-- Record extracts follows --
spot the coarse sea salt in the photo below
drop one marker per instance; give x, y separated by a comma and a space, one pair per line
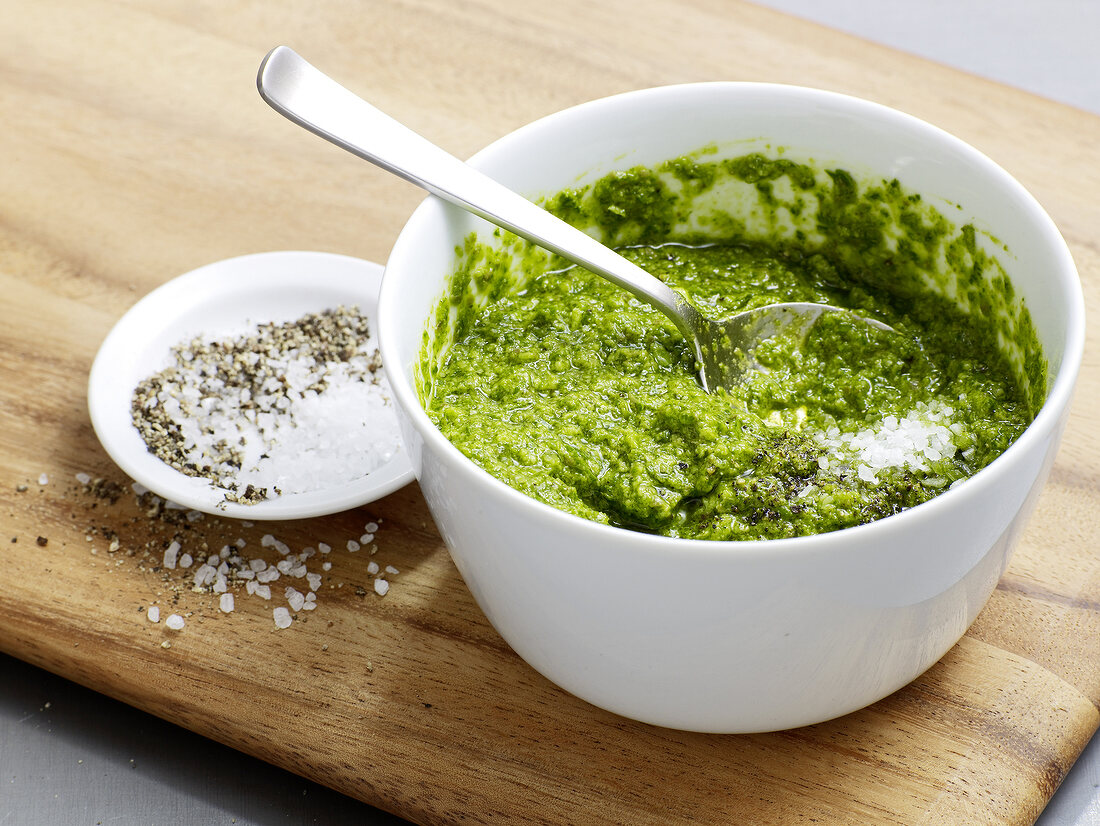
286, 408
923, 436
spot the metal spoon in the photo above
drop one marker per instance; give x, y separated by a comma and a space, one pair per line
308, 97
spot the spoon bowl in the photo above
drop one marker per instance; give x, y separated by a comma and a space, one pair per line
311, 99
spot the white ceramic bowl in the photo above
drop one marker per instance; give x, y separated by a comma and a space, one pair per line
735, 636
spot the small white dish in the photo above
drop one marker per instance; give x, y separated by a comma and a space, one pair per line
219, 299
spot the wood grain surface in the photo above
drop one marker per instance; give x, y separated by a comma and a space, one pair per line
135, 147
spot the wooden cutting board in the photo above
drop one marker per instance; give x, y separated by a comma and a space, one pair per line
135, 147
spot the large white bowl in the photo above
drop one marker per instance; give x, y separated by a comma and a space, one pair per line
735, 636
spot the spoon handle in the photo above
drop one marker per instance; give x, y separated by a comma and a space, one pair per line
311, 99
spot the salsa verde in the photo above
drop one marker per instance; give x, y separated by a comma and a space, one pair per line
574, 393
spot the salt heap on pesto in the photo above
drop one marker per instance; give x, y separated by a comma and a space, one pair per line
576, 394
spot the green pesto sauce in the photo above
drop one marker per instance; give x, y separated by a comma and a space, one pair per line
576, 394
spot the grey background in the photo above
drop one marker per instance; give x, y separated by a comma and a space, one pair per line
69, 756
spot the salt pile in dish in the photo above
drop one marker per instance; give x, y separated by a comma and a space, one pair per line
287, 408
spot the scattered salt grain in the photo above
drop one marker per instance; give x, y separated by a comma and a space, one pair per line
295, 598
282, 617
270, 575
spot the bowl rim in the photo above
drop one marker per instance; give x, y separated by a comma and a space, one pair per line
1045, 425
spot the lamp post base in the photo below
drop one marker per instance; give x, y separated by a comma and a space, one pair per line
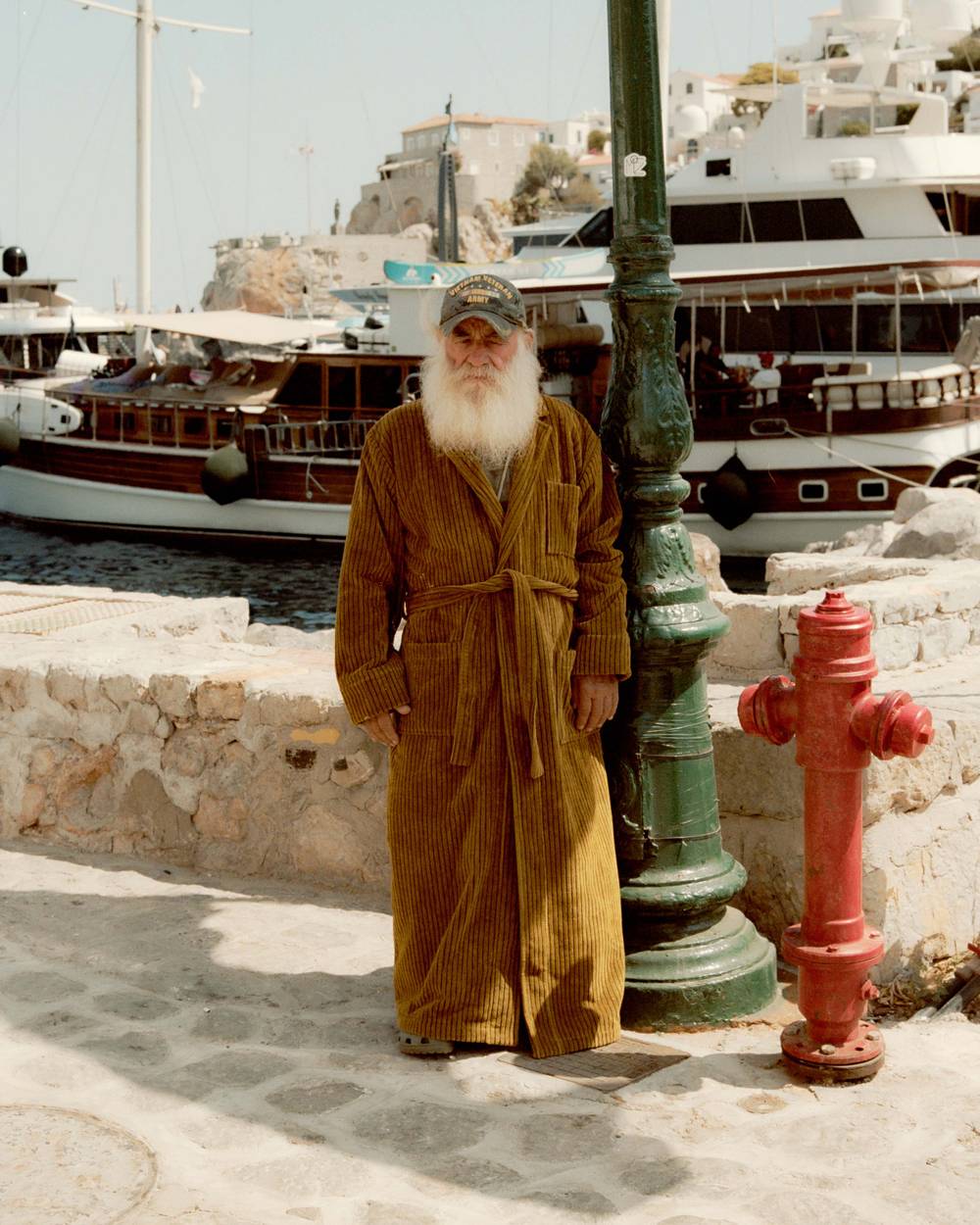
707, 976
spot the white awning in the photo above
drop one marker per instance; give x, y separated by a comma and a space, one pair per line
240, 326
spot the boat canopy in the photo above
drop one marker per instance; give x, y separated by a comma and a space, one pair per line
238, 326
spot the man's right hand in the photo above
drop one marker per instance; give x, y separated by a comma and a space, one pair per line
382, 728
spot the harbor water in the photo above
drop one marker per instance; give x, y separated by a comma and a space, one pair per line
285, 583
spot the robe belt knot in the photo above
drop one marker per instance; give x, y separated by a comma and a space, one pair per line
524, 655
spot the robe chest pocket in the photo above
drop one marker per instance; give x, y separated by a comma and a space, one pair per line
432, 674
562, 517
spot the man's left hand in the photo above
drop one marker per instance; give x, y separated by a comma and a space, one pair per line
594, 700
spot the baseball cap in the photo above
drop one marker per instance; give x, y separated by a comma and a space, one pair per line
483, 297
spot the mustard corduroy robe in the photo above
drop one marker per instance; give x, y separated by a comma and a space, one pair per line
504, 878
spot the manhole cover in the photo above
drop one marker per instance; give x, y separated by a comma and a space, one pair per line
63, 1167
606, 1068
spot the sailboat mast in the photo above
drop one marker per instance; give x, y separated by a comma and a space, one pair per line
143, 147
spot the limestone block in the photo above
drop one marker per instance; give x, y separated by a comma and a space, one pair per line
67, 687
336, 841
966, 741
958, 592
292, 710
754, 646
942, 637
906, 784
172, 695
186, 753
223, 818
755, 777
352, 770
911, 501
896, 646
142, 718
123, 690
43, 760
147, 804
950, 527
32, 804
896, 603
220, 700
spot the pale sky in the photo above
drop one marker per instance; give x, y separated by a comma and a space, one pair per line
344, 76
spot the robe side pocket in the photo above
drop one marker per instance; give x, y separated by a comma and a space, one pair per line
563, 517
564, 665
432, 675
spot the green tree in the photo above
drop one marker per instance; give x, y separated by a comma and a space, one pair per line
964, 55
548, 175
762, 74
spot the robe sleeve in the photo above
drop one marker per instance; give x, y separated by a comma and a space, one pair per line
368, 607
602, 642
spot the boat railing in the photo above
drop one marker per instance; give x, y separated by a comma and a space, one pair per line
338, 440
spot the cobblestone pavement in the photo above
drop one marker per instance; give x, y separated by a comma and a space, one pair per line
207, 1052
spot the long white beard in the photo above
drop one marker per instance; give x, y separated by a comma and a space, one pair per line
481, 410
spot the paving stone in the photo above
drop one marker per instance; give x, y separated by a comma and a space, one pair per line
135, 1049
59, 1024
790, 1208
133, 1005
550, 1137
63, 1167
39, 986
420, 1128
689, 1176
224, 1025
378, 1213
315, 1099
231, 1069
466, 1171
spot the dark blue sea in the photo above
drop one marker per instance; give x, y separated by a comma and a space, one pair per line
285, 583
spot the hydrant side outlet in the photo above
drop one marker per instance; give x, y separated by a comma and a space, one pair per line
838, 724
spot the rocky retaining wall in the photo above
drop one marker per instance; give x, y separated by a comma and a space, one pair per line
174, 731
924, 612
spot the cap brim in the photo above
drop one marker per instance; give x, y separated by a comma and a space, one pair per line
500, 324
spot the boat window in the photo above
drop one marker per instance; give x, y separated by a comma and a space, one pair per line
380, 386
706, 223
304, 386
829, 219
872, 490
813, 491
775, 220
342, 387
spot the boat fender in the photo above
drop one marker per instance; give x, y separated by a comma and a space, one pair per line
224, 476
10, 440
728, 495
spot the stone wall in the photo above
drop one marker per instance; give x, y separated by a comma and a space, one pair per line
172, 730
922, 611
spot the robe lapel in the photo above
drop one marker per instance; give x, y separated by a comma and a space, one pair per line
523, 484
473, 474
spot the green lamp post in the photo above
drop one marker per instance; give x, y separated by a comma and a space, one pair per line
690, 956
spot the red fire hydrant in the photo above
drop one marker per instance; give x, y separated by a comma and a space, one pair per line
838, 723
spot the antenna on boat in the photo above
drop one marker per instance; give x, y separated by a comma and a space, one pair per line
147, 24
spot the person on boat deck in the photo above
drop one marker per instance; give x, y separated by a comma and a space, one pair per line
485, 514
765, 381
714, 383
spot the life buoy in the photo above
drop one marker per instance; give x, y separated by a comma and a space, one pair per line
224, 476
728, 495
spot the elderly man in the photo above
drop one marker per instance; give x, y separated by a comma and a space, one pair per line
483, 514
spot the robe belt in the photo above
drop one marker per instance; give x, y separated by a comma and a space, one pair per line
528, 672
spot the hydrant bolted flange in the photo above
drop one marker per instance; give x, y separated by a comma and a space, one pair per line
838, 724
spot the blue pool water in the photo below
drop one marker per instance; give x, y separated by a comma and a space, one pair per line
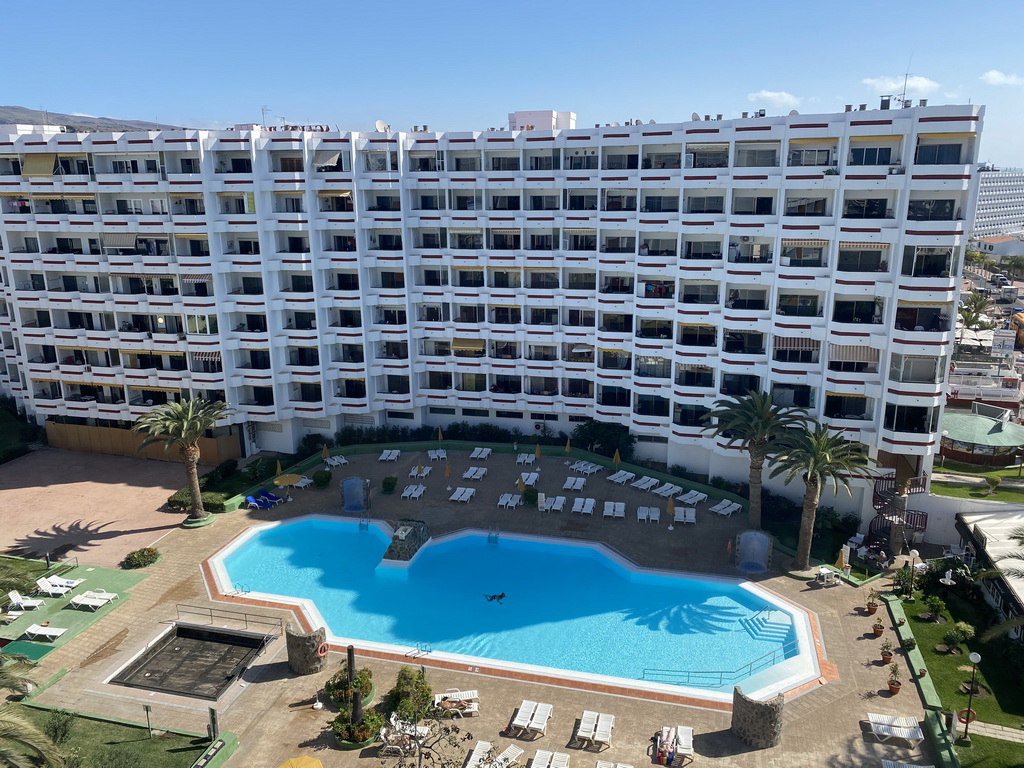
566, 607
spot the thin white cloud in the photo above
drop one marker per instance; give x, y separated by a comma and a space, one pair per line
915, 85
994, 77
774, 98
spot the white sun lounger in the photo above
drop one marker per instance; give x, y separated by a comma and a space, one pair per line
585, 731
887, 726
573, 483
88, 600
38, 632
539, 723
602, 733
523, 716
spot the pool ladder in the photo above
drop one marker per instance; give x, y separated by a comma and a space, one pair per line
421, 649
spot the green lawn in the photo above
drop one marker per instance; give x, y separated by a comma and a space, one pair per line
958, 491
95, 739
996, 672
990, 753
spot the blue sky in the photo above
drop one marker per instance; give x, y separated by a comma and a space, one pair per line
464, 66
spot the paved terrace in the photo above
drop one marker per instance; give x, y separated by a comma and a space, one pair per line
271, 710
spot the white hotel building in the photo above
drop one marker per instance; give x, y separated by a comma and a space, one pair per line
632, 273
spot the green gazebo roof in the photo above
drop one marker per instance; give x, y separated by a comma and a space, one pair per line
982, 430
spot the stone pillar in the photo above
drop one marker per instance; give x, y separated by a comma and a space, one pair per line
302, 657
757, 724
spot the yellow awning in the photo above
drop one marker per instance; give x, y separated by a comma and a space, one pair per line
38, 165
966, 134
845, 245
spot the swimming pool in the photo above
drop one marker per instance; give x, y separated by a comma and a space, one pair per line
572, 606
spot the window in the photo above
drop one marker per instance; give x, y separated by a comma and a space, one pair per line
938, 155
201, 324
712, 204
870, 156
753, 206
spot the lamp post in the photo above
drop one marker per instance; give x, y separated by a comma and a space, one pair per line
975, 659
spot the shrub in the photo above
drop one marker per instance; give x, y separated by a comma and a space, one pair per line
411, 695
227, 468
140, 558
935, 606
338, 689
993, 479
370, 727
58, 725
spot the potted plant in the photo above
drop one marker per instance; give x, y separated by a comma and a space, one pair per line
872, 602
894, 683
887, 651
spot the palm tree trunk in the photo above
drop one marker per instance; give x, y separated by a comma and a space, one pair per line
811, 498
754, 483
189, 457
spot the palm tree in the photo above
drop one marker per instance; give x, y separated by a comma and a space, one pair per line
753, 422
1012, 571
817, 456
180, 425
22, 744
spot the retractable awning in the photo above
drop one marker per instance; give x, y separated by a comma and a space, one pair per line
850, 353
38, 165
326, 157
120, 240
797, 343
848, 246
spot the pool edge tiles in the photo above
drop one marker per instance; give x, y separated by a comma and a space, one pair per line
805, 670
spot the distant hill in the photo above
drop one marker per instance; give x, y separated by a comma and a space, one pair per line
76, 122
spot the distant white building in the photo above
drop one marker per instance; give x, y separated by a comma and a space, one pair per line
1000, 203
542, 120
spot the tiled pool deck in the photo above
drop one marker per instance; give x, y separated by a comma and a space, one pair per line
271, 711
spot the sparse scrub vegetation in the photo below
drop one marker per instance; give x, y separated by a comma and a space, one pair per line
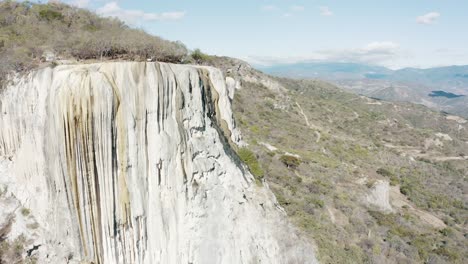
249, 158
326, 203
290, 161
28, 30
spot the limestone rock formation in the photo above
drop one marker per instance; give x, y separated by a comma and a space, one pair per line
379, 196
131, 162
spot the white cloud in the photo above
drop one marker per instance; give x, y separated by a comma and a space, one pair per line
325, 11
81, 3
297, 8
269, 8
112, 9
372, 53
429, 18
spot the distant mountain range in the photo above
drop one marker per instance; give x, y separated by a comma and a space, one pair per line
441, 88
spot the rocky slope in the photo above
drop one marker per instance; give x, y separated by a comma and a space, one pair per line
370, 181
131, 162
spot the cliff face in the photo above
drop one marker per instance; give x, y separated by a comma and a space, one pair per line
132, 163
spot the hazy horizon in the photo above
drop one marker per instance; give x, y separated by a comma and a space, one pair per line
396, 34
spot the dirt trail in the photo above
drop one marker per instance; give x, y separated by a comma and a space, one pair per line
399, 200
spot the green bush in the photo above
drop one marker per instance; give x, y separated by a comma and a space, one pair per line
27, 30
290, 161
250, 159
199, 56
50, 15
25, 211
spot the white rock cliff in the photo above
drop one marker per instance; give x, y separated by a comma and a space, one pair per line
130, 162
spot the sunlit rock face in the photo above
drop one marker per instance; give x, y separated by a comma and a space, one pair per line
132, 163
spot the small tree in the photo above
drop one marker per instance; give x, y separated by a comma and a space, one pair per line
290, 161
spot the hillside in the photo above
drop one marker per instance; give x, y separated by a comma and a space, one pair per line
114, 150
370, 181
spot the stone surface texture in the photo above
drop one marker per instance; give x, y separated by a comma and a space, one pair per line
132, 162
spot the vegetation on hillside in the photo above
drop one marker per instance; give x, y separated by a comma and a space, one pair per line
28, 31
346, 143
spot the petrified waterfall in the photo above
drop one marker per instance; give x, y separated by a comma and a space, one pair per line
130, 162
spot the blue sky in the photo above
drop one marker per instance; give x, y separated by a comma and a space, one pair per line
394, 33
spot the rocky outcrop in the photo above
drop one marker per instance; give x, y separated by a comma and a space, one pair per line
132, 163
379, 196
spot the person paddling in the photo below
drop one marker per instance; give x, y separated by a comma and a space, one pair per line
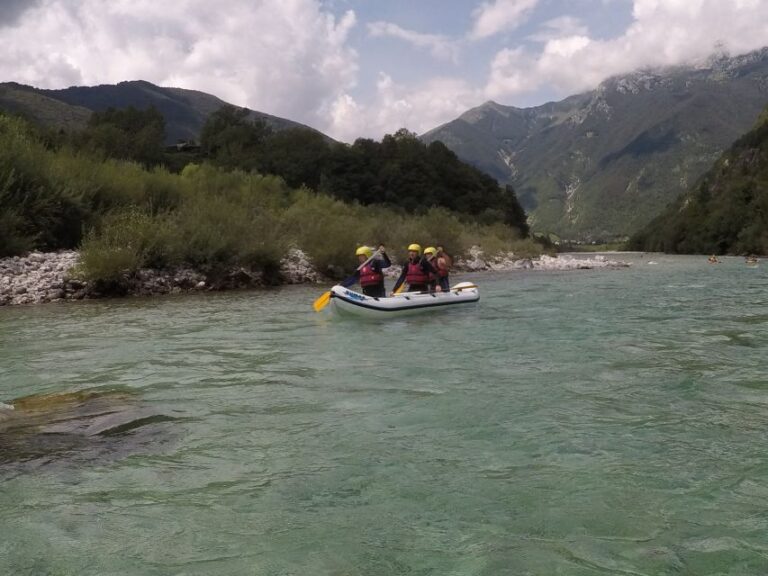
-- Record extracts concluded --
• **Task instructions**:
The answer must be the lines from the first one in the records through the line containing "spot the spoon bowl in the photo above", copied exactly, with no pictures.

• **Exercise output**:
spot the coarse sea salt in the photo below
drop one marker per instance; give x, y separated by a comma and a space, one pair per line
286, 408
923, 436
spot the metal spoon in the photo above
drop one marker per instance; give x, y separated by a comma and a space, one pair per line
308, 97
spot the spoon bowl in the photo above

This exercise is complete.